§ **DOCUMENT EXCERPT**
****************

# Canada wants foreign workers credentials to be assessed before they move



## Shashi2

The idea of having education credentials assessed and verified by designated organisations before skilled workers arrive in Canada, is very good. 

Unfortunately this is not going to help much. Reason is the biggest restriction / barrier of CANADIAN EXPERIENCE for licence to practice as a professional in this country. 

Federal and province government should offer an opportunity to immigrants to acquire in their department/s. There is only one way talk from policy designer. They have neve tried to know from the sufferer in this matter. I would suggest policy make just to send a letter to the immigrants and find out whether they are ready to work (even without any salary) to gain this Canadian experience for their licence requirement ?. 

I am very much confident that more than 90 % professional will say "YES". 

Shashi


----------



## Raihan

Good God ! .Minister Kenny is blindly aping the Australian and New Zealand system. Sadly the system of Skills Assessment and Credential Evaluation did nothing for post landing employment of most immigrants. What is good for the goose may not be good for the gander !!!! 
Kenny seems to be under the misconception that First Stringers are keen to immigrate to Canada. No. Sir. Canada is the last choice. The see-saw laws introduced by Kenny in his tenure has didillusioned even the second stringers. 
Lastly China and India provide 75% of immigrants to Canada. In 3 decades Chin and India will be Super economies. The migration will reduce and stop. Where will Canada get immigrants from? 
Mr Minister please wake up and make laws. remebre Gose and Gander?


----------



## tigercop2020

Hello all friends expats. I am new member here and I am in the USA and planning to move to Cebu City, Philippines very soon. 
I need advise from any one of you please in Canada for a lady friend of mine. My lady friends is a Filipina, who is presently in UK with a student working visa passport. She was applied for it way back in Manila, Philippines where she is from. She works and go to a class in UK as per health carer contract. Her contract is about to expire few months from now. she is working in a Home Care facility in UK. She is a RN and Management graduate in Manila. She wanted to continue working in Canada instead of going back to the Philippines and become un employed. Her husband left her with the 3 high school and college kids supporting them all by her self..Can anybody here please give some help how she can move to Canada and land a job before her UK contract expire this few months?


----------

****************

§ **DATA ROWS**
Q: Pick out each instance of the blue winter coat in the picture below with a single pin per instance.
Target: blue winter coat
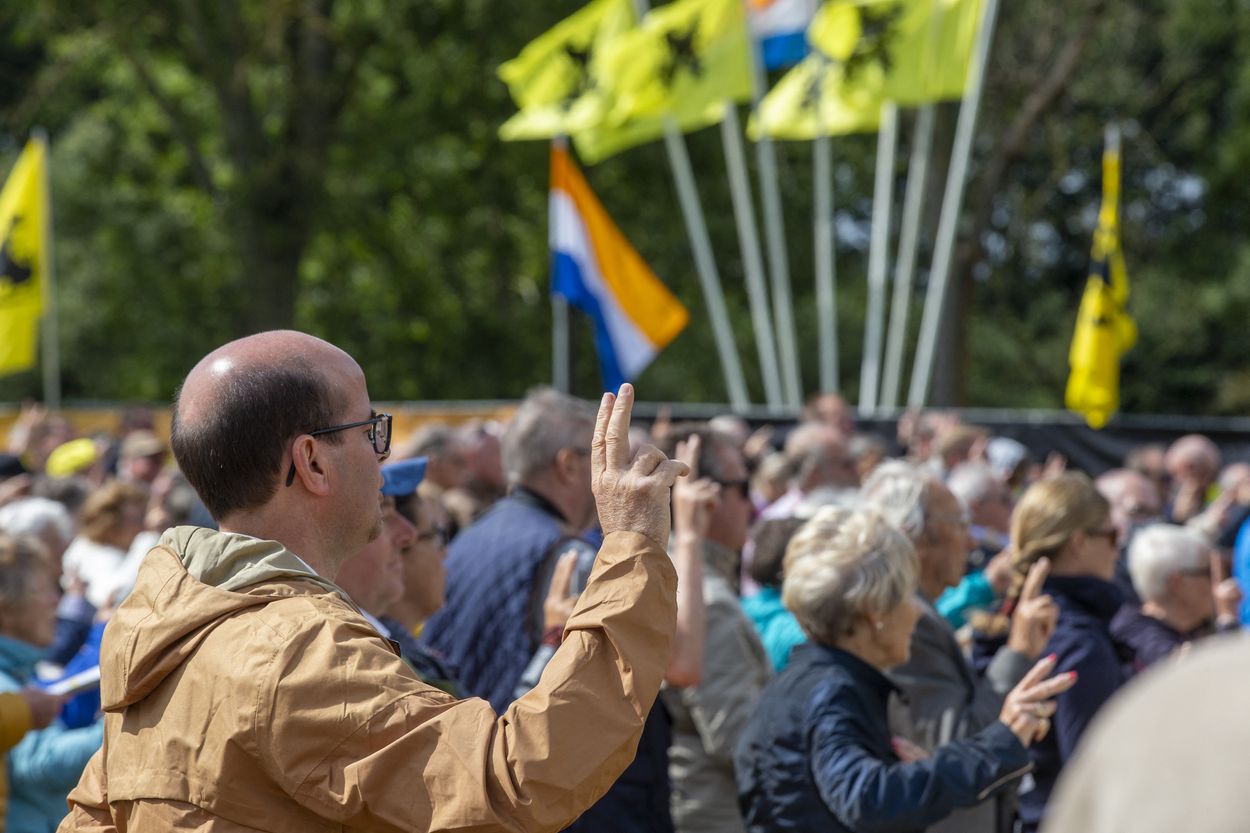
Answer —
(816, 756)
(49, 762)
(1083, 644)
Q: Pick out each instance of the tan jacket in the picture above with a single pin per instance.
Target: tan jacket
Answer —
(15, 722)
(709, 717)
(244, 693)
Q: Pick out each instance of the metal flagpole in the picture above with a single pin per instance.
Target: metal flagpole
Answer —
(559, 343)
(705, 264)
(953, 199)
(826, 269)
(774, 229)
(905, 268)
(883, 205)
(48, 268)
(753, 260)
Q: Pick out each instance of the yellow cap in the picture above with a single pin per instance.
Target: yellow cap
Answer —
(70, 458)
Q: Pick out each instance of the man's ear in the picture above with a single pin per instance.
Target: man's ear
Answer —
(309, 465)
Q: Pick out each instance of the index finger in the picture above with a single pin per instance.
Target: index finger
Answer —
(618, 452)
(1036, 577)
(599, 440)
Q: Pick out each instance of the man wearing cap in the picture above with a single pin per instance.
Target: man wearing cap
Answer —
(244, 691)
(141, 457)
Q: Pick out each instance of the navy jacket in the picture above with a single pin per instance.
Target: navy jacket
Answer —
(486, 631)
(816, 756)
(1148, 639)
(1083, 643)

****************

§ **EXERCISES**
a) List the usernames that head the posts in the forum thread about assessing foreign workers' credentials.
b) Rewrite the records from the line with "Q: Pick out each instance of the man wearing" up to and including the last line of the records, changing "navy" to "dark blue" and leaving everything else as it is.
The forum thread and the records were taken from unrelated sources.

§ **SOLUTION LIST**
a)
Shashi2
Raihan
tigercop2020

b)
Q: Pick out each instance of the man wearing cap in the picture above with a single pin per instance.
Target: man wearing cap
Answer —
(244, 691)
(141, 457)
Q: Pick out each instance of the dark blue jacket in the picture above with a single pin per instance.
Target: dark blue jacket
Answer —
(486, 631)
(816, 756)
(1148, 639)
(1083, 643)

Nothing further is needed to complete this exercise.